— Exercise instructions —
Reproduce verbatim the lines in the entries below, from the line with "Reviewer note: every instance of the plastic" through the line with "Target: plastic glove", including both of those lines.

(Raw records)
»»
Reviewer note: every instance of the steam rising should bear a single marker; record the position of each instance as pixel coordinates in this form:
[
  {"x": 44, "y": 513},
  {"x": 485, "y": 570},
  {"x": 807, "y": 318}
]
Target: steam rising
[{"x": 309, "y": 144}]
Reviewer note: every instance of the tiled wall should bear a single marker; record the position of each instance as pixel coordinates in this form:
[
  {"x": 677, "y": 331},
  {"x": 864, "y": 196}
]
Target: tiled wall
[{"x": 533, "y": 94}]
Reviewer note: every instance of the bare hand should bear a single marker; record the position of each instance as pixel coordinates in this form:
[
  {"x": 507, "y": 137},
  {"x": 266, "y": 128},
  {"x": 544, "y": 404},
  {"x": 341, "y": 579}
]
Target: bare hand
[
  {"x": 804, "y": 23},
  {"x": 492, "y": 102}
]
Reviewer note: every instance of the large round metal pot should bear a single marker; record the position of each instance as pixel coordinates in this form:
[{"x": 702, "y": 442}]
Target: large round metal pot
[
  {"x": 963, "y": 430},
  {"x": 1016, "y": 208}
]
««
»»
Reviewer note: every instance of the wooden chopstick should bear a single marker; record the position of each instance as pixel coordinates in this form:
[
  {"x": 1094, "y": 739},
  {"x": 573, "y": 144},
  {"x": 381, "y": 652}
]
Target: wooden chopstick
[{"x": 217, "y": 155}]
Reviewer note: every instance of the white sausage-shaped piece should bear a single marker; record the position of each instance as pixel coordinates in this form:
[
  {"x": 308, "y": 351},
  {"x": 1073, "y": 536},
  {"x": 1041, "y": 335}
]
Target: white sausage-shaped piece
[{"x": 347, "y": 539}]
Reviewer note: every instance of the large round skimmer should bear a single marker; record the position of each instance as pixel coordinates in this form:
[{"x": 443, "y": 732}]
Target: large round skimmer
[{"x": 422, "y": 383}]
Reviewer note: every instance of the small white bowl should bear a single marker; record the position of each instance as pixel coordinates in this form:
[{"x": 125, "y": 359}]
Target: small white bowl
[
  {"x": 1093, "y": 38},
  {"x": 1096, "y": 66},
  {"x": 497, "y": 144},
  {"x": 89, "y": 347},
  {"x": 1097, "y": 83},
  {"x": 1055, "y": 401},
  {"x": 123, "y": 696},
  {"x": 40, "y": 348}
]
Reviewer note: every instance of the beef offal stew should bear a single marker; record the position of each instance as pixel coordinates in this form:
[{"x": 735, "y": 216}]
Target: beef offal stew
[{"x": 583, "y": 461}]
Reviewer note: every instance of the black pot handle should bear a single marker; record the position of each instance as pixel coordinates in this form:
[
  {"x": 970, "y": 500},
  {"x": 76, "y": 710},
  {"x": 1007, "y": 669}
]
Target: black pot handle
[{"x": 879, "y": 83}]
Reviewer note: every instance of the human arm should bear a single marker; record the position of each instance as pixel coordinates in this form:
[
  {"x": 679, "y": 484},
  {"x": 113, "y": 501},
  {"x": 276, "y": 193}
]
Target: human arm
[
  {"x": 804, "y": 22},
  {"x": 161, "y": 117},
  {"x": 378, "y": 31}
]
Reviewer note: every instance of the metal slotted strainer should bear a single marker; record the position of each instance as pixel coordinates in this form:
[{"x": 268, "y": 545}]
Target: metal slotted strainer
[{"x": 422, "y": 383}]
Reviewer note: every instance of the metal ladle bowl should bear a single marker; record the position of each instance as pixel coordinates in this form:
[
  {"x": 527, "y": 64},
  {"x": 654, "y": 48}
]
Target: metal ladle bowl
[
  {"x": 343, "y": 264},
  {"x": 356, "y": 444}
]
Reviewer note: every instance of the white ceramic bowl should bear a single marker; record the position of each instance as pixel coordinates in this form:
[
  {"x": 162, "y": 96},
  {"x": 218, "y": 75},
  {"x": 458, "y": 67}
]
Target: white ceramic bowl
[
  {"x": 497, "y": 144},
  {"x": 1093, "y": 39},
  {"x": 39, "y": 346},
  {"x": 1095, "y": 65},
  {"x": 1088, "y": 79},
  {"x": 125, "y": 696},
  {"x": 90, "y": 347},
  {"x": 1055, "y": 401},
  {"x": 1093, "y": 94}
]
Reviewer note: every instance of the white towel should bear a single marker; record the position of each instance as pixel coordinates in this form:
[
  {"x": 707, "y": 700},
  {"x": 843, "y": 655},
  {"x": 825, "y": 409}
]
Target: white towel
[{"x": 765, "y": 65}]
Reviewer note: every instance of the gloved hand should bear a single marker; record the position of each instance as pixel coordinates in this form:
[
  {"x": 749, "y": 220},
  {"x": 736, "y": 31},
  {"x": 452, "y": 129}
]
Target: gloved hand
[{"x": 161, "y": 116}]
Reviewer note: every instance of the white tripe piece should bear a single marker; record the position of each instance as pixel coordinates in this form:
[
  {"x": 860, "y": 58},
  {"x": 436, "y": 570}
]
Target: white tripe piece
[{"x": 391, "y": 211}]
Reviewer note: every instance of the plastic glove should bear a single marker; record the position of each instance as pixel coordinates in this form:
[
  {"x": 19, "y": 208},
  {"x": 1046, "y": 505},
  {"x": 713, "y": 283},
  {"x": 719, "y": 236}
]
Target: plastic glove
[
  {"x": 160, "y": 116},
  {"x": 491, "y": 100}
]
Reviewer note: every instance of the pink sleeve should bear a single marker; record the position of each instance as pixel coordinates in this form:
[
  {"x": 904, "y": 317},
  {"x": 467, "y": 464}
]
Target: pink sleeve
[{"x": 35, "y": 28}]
««
— Solution for this problem —
Reviewer note: every instance of the plastic glove should bear a single marker; record the position of each instance as pixel coordinates in this form:
[
  {"x": 19, "y": 208},
  {"x": 1046, "y": 505},
  {"x": 713, "y": 283},
  {"x": 719, "y": 236}
]
Target: plastic glove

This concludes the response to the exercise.